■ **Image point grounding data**
########
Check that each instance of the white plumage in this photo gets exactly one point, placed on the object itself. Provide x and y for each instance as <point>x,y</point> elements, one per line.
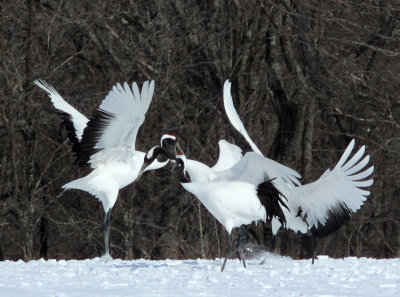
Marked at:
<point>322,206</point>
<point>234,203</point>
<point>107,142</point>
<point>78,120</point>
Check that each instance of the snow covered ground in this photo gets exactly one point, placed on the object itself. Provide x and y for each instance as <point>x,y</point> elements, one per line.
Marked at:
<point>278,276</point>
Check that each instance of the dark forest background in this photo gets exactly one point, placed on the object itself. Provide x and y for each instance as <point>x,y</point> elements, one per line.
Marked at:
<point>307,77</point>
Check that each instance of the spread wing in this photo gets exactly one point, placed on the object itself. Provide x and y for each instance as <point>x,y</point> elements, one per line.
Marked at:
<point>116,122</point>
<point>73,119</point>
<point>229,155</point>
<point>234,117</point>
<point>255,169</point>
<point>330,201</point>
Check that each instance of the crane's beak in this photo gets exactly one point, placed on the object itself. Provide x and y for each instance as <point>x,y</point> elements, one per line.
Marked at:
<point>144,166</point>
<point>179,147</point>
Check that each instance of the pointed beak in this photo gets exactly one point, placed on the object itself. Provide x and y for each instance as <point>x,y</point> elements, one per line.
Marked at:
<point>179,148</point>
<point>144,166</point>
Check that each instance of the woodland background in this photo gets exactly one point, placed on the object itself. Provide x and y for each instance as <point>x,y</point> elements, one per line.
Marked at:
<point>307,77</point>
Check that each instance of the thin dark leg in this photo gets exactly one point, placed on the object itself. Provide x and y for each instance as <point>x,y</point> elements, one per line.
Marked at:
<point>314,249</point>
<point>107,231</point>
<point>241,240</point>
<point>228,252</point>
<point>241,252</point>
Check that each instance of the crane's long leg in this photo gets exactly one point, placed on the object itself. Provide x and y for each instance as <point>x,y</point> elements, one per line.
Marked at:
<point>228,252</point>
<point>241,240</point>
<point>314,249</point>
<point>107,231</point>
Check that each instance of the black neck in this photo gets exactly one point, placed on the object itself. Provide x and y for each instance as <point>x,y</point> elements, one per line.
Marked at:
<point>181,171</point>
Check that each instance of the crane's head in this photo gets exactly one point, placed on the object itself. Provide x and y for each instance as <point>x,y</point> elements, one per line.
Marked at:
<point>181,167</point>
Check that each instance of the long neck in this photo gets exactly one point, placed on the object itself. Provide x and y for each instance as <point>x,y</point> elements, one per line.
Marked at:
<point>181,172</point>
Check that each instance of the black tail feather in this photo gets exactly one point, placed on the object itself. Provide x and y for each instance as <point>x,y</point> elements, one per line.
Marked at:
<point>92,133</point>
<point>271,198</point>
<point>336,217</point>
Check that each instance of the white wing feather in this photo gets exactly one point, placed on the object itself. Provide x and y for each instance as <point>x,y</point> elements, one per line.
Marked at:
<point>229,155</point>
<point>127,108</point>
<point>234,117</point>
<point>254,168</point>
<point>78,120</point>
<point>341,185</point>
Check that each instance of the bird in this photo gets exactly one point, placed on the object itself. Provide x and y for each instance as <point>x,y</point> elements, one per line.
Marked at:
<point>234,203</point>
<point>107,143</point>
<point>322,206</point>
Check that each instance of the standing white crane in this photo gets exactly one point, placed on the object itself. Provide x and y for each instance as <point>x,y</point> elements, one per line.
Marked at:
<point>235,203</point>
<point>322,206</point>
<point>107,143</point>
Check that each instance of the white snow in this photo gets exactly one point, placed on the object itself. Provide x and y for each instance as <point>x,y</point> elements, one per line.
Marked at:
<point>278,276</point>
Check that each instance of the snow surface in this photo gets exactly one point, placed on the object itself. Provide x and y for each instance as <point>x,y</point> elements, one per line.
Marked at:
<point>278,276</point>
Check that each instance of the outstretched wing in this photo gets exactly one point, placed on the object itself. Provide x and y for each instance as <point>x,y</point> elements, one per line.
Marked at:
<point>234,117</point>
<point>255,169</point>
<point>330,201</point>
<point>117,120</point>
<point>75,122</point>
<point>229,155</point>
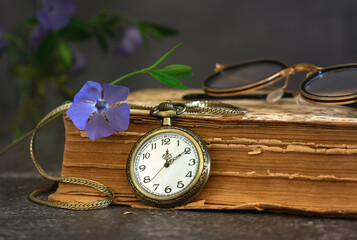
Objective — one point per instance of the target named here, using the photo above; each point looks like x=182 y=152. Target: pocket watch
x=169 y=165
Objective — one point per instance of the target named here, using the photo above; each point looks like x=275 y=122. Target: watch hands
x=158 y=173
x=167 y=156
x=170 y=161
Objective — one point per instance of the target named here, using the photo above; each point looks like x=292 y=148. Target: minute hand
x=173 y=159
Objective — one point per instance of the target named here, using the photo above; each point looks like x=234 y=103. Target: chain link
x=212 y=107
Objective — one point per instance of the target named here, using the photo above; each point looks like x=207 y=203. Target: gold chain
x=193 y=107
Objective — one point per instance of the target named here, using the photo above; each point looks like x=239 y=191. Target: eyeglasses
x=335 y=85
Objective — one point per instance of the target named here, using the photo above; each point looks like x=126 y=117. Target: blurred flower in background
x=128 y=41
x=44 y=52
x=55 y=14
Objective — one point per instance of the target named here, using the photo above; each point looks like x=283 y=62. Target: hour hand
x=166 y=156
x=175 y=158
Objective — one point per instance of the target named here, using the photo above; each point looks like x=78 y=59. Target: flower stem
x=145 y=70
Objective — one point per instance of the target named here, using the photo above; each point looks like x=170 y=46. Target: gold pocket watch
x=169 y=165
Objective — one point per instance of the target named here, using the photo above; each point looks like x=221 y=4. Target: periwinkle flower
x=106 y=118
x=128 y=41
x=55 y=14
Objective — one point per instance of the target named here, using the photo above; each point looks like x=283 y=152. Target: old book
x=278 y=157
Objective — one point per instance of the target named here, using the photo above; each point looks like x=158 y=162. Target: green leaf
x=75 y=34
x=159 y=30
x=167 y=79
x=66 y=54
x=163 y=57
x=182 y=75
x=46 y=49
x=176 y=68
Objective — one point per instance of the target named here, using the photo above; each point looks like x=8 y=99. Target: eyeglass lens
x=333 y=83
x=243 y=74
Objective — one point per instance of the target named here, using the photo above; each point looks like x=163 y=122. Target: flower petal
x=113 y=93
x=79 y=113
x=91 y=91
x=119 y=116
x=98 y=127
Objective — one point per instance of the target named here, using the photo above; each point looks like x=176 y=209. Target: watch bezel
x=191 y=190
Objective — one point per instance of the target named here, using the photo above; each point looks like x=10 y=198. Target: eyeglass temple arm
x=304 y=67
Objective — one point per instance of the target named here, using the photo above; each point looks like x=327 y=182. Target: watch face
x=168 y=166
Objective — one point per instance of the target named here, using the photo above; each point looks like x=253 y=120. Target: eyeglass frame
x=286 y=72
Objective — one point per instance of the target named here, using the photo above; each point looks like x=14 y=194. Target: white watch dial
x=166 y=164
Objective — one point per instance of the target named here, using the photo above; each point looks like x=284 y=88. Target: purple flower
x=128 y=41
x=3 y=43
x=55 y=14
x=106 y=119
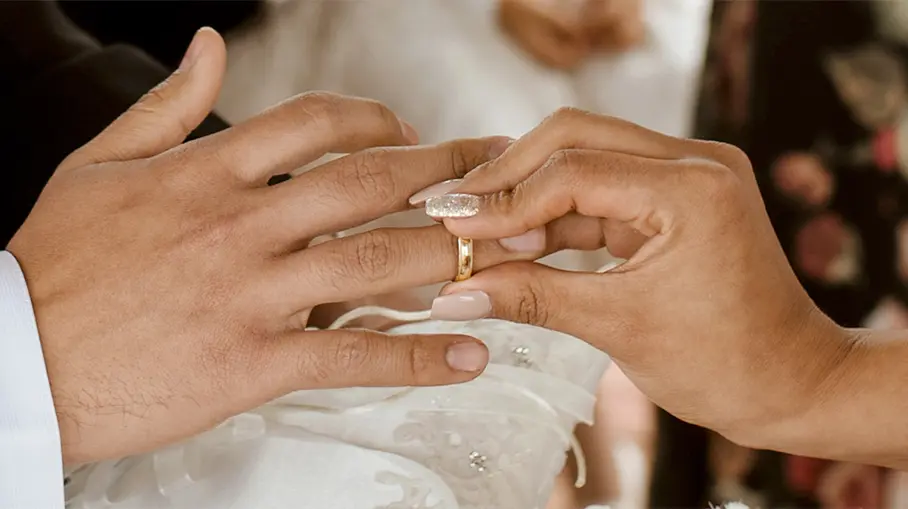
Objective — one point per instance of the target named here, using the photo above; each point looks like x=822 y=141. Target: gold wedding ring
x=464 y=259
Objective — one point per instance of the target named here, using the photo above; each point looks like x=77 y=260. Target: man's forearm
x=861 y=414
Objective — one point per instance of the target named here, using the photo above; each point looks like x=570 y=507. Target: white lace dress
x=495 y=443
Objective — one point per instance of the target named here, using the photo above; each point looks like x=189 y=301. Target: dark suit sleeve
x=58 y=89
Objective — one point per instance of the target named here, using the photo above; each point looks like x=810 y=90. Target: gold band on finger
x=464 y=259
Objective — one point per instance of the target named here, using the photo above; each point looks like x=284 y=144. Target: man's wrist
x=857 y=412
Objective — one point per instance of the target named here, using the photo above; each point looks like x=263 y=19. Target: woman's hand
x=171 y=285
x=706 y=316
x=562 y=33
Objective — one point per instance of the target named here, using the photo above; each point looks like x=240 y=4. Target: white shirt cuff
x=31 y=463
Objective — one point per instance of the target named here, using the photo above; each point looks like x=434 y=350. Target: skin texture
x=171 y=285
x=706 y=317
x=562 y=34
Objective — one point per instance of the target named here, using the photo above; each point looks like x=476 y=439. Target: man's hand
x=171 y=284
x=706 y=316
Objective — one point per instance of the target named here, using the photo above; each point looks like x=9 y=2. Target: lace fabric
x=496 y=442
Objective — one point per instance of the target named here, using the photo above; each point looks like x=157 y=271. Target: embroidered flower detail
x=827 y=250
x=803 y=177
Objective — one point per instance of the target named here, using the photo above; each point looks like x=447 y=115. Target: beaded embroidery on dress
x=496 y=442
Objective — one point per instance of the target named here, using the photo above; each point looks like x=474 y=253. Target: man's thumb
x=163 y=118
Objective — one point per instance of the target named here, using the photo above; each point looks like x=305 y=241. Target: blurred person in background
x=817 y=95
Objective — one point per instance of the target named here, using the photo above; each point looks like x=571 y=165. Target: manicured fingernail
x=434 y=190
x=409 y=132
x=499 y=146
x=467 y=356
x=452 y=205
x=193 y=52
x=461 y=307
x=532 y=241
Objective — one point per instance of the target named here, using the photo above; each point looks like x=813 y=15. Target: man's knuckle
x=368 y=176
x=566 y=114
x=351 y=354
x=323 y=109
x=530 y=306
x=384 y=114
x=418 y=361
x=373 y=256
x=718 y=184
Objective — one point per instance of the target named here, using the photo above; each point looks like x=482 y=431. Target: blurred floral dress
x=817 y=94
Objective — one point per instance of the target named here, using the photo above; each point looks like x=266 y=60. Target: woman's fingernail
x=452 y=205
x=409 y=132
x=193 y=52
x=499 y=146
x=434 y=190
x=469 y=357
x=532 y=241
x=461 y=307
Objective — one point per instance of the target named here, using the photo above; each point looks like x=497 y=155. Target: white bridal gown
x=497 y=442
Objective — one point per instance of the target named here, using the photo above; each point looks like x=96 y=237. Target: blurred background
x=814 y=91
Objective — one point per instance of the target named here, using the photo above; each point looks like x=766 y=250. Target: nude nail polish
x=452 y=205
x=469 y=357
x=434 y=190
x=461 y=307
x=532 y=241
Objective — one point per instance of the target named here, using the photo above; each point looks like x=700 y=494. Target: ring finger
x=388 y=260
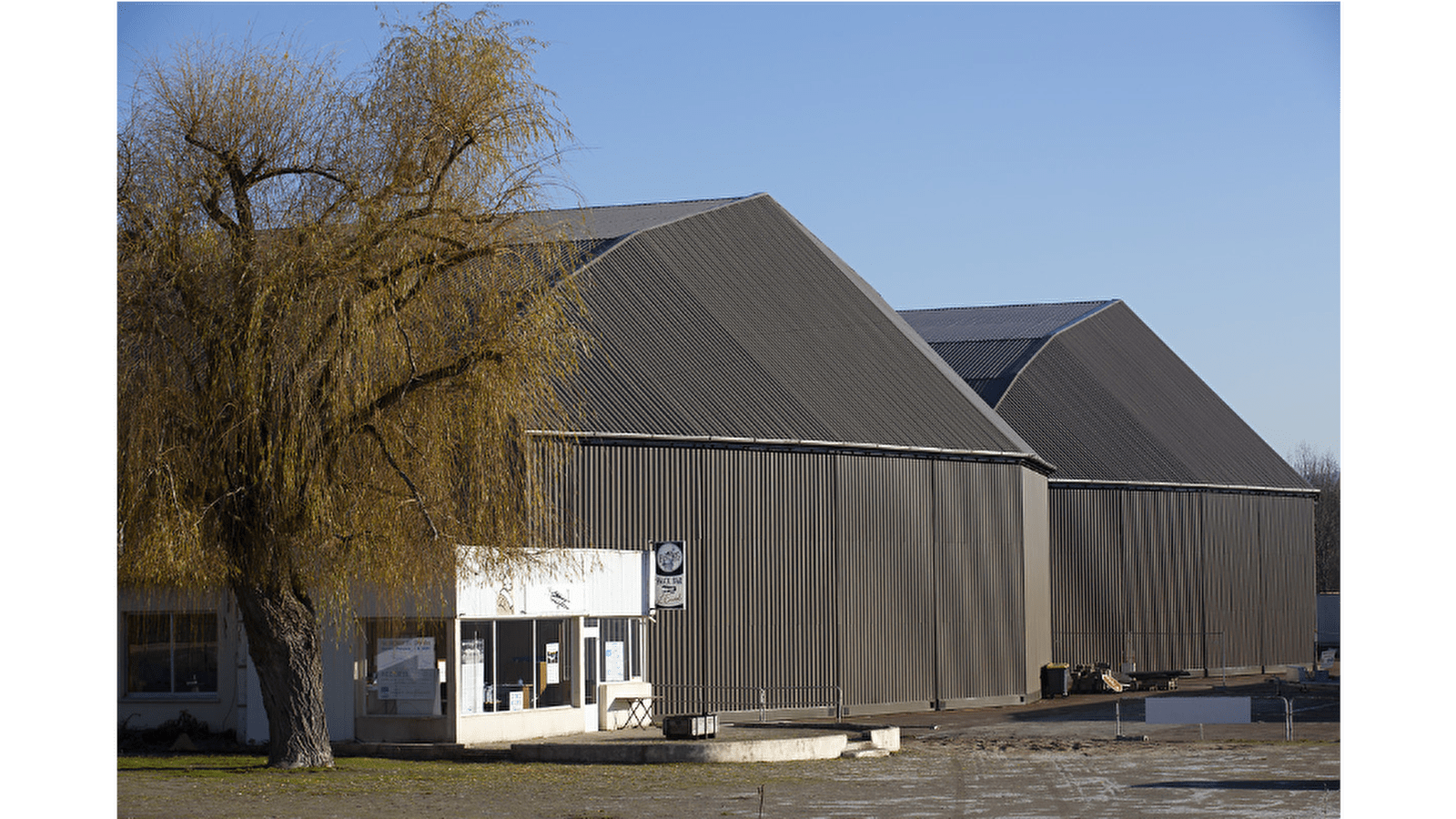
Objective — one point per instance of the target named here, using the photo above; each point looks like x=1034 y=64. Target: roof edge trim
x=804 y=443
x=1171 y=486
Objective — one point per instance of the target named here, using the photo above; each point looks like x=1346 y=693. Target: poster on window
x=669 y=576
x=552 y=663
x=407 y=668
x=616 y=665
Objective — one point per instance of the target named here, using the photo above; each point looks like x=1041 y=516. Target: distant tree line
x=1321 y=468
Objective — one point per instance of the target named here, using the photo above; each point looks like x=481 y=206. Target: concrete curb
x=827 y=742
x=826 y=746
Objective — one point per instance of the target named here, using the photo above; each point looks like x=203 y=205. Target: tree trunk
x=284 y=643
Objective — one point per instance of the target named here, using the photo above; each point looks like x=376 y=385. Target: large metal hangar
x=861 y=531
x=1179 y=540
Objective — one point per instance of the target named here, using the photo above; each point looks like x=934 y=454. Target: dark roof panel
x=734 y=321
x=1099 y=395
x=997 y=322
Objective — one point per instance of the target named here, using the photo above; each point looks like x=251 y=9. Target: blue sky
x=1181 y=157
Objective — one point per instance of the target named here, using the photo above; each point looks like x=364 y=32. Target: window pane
########
■ **Aim of the exercise**
Answer with the number alone after working out how many lines in the records contain the string "long".

■ **Worked solution**
2